Copy everything below, from the line that contains "Regarding the picture above, whereabouts does the wooden" down to the line that contains "[877,270,1002,423]", with both of those lines included and nothing changed. Reproduce only that stretch of the items.

● Information given
• • • • •
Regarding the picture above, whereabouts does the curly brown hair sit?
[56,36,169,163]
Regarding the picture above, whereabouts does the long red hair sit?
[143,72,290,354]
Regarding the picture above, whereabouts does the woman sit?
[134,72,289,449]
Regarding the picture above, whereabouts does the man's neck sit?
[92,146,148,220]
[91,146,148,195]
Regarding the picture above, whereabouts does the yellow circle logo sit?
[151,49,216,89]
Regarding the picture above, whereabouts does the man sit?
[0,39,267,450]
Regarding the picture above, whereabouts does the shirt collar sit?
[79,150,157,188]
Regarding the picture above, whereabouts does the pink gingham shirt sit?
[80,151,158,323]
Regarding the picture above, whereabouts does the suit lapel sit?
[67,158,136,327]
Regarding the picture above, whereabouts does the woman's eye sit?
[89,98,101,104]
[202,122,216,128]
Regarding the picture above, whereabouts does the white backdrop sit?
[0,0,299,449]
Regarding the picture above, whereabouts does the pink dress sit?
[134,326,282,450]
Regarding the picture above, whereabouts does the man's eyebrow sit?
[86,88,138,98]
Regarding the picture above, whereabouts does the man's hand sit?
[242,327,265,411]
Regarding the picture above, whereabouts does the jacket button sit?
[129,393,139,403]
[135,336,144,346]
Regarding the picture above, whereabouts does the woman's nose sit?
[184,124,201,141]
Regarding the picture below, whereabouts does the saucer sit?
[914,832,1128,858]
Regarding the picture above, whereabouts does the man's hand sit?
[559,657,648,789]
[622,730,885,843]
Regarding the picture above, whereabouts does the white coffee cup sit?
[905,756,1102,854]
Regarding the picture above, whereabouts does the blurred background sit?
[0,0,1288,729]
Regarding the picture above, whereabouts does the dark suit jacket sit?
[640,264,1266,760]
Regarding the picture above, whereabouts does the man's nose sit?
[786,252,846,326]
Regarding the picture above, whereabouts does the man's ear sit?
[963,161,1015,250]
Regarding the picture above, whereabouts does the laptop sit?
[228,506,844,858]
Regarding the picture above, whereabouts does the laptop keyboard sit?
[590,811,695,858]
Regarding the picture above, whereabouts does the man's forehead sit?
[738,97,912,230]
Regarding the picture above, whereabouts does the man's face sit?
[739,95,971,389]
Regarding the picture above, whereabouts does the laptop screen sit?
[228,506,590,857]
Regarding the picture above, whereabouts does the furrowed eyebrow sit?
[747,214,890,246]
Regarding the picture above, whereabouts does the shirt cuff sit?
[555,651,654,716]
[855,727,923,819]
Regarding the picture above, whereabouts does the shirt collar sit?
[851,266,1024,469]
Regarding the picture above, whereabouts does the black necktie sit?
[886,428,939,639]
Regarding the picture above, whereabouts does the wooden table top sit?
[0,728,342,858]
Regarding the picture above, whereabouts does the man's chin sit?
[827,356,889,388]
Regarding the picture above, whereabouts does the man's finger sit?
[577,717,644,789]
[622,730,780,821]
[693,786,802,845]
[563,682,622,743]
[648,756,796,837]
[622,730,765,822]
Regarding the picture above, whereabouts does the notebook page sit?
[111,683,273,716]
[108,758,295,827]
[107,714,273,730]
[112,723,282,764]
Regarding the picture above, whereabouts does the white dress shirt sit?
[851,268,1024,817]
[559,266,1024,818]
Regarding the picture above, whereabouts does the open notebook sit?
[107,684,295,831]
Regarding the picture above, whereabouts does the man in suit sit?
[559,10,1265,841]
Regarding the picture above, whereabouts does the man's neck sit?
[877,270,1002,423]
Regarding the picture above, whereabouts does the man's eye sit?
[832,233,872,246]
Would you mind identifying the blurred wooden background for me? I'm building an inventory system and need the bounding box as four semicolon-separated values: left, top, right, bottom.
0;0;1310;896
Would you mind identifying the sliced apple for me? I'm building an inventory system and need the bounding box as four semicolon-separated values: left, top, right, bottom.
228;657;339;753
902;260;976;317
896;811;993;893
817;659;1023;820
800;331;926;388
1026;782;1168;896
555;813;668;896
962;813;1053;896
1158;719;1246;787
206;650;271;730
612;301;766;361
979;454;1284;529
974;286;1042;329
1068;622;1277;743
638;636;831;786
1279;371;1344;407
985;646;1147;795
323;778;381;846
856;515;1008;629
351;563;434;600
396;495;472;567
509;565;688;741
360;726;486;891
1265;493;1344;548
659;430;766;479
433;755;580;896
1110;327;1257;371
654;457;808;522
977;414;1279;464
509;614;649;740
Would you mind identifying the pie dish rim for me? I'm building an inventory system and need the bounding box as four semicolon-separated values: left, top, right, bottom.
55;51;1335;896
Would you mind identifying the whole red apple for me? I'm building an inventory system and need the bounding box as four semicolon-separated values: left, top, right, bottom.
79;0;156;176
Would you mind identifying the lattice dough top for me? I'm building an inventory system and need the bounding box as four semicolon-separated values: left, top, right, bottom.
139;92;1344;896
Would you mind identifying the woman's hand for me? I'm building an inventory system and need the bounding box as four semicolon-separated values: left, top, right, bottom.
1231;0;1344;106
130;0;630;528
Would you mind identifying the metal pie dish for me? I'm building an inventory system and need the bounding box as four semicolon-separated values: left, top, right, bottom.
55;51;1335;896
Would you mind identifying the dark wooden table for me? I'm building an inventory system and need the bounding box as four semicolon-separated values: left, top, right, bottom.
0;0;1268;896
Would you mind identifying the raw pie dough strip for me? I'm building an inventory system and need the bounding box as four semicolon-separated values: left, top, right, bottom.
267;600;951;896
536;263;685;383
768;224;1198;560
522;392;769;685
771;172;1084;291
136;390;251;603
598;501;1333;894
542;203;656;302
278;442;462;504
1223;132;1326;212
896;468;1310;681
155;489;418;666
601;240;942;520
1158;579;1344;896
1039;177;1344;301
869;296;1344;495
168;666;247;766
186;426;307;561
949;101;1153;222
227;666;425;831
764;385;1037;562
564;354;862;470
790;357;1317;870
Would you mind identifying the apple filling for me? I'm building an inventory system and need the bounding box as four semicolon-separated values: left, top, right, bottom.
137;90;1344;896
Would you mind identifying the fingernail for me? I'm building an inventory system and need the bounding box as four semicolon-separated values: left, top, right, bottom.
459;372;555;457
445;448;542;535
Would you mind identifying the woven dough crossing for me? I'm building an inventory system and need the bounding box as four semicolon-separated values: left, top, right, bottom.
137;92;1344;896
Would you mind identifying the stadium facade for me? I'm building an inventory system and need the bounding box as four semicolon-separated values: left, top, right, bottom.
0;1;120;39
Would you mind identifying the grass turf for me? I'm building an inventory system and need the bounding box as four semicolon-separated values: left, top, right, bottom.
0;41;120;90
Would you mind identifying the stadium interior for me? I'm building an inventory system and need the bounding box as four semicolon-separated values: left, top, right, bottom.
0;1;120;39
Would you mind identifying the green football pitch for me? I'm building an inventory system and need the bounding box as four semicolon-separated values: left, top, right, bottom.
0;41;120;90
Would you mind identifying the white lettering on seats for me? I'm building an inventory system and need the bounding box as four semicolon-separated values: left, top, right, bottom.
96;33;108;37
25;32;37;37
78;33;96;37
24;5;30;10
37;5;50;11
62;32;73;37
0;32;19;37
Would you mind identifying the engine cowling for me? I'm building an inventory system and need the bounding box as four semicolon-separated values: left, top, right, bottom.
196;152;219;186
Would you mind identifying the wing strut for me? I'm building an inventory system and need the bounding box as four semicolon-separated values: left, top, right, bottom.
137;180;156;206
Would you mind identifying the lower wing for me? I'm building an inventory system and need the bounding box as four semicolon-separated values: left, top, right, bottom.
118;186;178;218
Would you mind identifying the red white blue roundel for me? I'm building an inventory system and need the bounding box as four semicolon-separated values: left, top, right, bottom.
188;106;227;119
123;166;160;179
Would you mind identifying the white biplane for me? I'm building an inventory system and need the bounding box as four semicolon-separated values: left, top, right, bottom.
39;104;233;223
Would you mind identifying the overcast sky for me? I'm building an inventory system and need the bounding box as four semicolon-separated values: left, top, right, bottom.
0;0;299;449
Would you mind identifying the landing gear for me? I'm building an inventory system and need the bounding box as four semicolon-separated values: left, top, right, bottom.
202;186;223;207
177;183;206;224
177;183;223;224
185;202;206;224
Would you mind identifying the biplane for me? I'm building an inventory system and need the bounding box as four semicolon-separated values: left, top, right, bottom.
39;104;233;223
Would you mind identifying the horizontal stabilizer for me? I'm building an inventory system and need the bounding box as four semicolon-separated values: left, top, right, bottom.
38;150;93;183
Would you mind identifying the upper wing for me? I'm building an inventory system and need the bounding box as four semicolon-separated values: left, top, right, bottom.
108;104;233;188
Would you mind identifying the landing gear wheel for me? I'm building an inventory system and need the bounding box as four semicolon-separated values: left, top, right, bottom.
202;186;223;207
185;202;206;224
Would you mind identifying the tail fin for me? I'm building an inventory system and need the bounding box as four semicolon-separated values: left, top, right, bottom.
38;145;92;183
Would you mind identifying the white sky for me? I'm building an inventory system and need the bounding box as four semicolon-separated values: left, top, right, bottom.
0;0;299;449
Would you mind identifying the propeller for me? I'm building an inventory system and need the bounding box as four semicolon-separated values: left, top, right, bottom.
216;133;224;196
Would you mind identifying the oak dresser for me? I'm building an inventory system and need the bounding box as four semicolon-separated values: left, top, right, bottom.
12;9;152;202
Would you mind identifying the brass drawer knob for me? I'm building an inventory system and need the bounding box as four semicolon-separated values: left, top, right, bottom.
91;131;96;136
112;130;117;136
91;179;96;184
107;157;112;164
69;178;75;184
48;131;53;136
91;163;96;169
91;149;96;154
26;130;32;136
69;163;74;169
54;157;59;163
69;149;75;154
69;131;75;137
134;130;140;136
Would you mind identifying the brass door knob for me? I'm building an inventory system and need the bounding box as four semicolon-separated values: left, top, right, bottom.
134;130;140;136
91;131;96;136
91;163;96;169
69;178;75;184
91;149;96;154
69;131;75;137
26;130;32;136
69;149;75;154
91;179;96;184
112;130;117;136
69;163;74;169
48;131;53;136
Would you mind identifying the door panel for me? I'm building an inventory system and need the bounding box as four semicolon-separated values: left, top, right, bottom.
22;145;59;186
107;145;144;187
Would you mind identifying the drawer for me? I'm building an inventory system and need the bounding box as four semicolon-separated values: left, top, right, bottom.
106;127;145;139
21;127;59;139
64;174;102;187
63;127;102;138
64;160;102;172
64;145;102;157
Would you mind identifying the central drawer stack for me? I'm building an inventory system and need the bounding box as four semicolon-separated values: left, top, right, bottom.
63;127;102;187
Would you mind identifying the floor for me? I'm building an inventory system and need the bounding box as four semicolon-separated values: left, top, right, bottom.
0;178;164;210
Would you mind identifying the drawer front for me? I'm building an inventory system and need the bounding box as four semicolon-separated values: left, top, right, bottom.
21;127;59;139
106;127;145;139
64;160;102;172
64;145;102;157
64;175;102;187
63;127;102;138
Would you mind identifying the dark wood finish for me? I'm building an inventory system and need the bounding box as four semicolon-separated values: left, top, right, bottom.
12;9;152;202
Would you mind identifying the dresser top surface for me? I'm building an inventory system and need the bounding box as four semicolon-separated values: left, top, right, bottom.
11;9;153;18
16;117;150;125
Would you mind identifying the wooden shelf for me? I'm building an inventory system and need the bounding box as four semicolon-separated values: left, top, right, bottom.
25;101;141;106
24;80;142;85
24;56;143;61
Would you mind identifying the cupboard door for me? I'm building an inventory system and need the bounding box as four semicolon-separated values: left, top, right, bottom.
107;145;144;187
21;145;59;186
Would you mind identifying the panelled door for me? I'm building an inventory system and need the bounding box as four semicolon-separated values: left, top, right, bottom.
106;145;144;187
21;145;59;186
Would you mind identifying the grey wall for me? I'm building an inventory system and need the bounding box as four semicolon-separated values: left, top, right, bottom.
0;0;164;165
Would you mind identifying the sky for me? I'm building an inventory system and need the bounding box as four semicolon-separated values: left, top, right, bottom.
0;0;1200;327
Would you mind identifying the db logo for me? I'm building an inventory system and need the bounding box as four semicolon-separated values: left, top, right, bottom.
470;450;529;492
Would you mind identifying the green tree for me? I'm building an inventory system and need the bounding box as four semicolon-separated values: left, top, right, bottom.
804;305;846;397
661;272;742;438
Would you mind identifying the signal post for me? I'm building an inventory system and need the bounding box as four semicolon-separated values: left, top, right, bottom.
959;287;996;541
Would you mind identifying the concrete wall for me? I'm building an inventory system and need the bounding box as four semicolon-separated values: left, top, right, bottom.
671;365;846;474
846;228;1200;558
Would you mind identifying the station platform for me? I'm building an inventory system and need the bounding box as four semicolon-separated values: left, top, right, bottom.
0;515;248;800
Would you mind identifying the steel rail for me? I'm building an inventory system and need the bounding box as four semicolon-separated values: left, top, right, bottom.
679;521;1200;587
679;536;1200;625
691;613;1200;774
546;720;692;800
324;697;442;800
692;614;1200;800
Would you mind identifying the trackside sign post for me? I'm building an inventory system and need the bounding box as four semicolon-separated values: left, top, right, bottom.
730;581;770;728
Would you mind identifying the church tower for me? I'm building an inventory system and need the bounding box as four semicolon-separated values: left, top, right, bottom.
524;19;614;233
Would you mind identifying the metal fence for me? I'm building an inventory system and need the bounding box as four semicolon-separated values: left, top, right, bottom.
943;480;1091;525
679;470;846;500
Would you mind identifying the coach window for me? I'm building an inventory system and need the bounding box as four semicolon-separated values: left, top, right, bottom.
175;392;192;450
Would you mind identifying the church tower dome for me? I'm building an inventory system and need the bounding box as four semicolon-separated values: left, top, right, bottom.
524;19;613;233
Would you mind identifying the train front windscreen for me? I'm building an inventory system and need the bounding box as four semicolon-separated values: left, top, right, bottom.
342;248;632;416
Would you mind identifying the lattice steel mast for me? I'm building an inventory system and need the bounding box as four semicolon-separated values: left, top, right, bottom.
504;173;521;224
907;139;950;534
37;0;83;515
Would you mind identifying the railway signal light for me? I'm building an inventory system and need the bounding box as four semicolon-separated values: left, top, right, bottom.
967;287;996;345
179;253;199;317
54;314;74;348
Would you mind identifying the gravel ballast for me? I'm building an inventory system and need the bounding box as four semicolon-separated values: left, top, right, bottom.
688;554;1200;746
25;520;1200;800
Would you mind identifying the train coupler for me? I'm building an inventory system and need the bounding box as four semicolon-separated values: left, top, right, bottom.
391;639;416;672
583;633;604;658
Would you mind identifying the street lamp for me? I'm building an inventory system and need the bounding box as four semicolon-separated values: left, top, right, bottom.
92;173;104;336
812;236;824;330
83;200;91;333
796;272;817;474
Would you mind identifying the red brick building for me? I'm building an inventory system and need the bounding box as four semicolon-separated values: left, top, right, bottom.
• • • • •
● Expected answer
Regarding the picture above, whereabouts does the wooden table top sit?
[0,728,342,858]
Regarding the picture above, whereabouts does the man's chin sit?
[827,356,889,388]
Regarding the picture above, whereabouts does the man's finger sit?
[577,717,644,789]
[622,730,780,821]
[693,786,802,845]
[563,682,622,743]
[648,756,796,837]
[622,730,765,822]
Regarding the picture above, whereabouts does the notebook page sit?
[111,683,273,716]
[108,758,295,827]
[107,714,273,730]
[112,723,282,764]
Regarding the picture above, whereabouts does the white dress shirt sit?
[851,268,1024,817]
[559,266,1024,818]
Regarding the picture above, whereabouts does the open notebook sit?
[107,684,295,831]
Regarding the picture above, whereabouts does the man in suit sit?
[559,10,1265,841]
Regarding the picture above, whereabouts does the man's neck sit?
[877,270,1002,423]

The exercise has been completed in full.